Work to do: Pick out every line of the records that contains the string "target", treating uppercase and lowercase as different, and copy each of those lines.

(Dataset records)
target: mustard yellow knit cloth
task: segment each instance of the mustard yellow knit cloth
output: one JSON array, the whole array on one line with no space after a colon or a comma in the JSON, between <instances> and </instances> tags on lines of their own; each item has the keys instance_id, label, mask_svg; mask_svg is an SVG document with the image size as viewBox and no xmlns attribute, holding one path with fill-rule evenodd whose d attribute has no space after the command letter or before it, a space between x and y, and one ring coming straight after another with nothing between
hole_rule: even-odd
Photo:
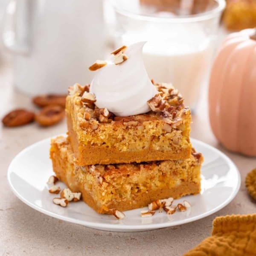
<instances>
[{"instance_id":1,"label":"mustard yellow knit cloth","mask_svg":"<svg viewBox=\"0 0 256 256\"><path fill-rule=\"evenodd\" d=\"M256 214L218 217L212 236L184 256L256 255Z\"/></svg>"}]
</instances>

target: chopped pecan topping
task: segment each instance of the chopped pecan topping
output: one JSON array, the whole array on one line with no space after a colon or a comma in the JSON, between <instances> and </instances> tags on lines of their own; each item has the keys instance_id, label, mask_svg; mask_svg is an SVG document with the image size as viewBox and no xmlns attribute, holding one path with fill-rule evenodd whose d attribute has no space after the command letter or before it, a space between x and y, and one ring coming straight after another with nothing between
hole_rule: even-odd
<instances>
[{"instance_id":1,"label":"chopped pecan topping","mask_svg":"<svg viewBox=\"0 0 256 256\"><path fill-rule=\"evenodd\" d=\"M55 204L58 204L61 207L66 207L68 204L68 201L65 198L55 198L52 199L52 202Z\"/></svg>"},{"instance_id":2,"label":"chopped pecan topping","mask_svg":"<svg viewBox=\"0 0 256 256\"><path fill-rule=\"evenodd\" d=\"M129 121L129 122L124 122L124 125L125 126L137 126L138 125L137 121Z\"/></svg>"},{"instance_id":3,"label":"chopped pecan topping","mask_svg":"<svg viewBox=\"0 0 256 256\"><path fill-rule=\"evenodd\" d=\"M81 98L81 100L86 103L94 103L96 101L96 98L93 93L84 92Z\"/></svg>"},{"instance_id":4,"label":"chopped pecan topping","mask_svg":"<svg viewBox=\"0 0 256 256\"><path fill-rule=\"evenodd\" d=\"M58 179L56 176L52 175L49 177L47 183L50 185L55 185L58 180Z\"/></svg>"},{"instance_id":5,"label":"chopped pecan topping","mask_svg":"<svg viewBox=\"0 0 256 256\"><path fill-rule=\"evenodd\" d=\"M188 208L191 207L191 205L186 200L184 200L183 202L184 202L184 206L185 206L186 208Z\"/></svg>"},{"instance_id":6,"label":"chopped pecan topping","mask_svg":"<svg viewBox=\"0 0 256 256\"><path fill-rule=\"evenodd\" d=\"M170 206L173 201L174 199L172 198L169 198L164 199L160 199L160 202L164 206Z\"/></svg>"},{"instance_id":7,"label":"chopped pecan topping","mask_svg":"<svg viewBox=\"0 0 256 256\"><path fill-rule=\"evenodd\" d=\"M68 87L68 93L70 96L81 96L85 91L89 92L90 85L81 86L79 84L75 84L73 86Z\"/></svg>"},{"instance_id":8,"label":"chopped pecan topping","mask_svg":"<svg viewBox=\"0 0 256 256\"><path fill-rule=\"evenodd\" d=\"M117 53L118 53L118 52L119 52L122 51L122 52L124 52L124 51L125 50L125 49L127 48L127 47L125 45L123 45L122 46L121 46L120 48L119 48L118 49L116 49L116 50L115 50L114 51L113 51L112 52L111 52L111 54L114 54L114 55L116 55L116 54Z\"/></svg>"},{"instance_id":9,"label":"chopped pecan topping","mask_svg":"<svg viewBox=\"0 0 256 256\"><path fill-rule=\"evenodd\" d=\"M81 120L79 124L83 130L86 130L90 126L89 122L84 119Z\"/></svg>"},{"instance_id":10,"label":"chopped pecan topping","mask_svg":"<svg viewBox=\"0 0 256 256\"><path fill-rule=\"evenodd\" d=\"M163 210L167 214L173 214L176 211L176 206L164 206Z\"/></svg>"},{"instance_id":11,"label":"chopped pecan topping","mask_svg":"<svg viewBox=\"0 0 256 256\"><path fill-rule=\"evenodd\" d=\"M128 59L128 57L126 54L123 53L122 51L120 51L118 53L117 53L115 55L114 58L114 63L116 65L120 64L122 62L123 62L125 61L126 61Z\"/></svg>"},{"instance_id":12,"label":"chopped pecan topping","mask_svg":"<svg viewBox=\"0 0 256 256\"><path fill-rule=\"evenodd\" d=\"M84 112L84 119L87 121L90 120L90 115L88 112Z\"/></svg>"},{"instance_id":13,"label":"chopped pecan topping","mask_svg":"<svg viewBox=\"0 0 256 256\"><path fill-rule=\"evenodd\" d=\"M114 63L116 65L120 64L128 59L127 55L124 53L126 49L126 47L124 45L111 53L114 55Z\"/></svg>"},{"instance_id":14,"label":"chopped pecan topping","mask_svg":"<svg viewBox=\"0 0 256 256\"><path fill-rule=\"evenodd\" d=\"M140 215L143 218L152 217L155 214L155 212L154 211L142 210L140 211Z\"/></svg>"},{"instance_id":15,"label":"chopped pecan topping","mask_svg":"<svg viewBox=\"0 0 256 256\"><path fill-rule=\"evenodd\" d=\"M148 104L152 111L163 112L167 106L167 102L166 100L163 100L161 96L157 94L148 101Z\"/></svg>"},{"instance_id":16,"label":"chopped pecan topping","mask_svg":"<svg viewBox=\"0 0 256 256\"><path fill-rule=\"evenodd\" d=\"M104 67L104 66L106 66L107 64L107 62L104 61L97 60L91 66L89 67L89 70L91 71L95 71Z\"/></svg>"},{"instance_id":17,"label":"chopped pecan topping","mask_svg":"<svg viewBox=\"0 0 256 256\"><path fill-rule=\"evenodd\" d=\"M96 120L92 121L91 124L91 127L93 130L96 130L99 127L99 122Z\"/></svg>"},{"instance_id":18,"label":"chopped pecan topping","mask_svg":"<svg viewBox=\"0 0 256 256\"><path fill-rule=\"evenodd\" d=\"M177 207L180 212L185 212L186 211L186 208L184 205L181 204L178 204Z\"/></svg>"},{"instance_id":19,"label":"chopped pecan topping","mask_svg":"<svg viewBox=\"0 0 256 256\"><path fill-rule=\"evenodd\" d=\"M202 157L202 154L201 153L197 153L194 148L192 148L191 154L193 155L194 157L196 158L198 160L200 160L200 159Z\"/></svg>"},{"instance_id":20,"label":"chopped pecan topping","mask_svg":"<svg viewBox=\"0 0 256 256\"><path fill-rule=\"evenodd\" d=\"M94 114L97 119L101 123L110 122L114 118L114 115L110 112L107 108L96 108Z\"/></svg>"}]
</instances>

Worked answer:
target: mustard yellow knit cloth
target: chopped pecan topping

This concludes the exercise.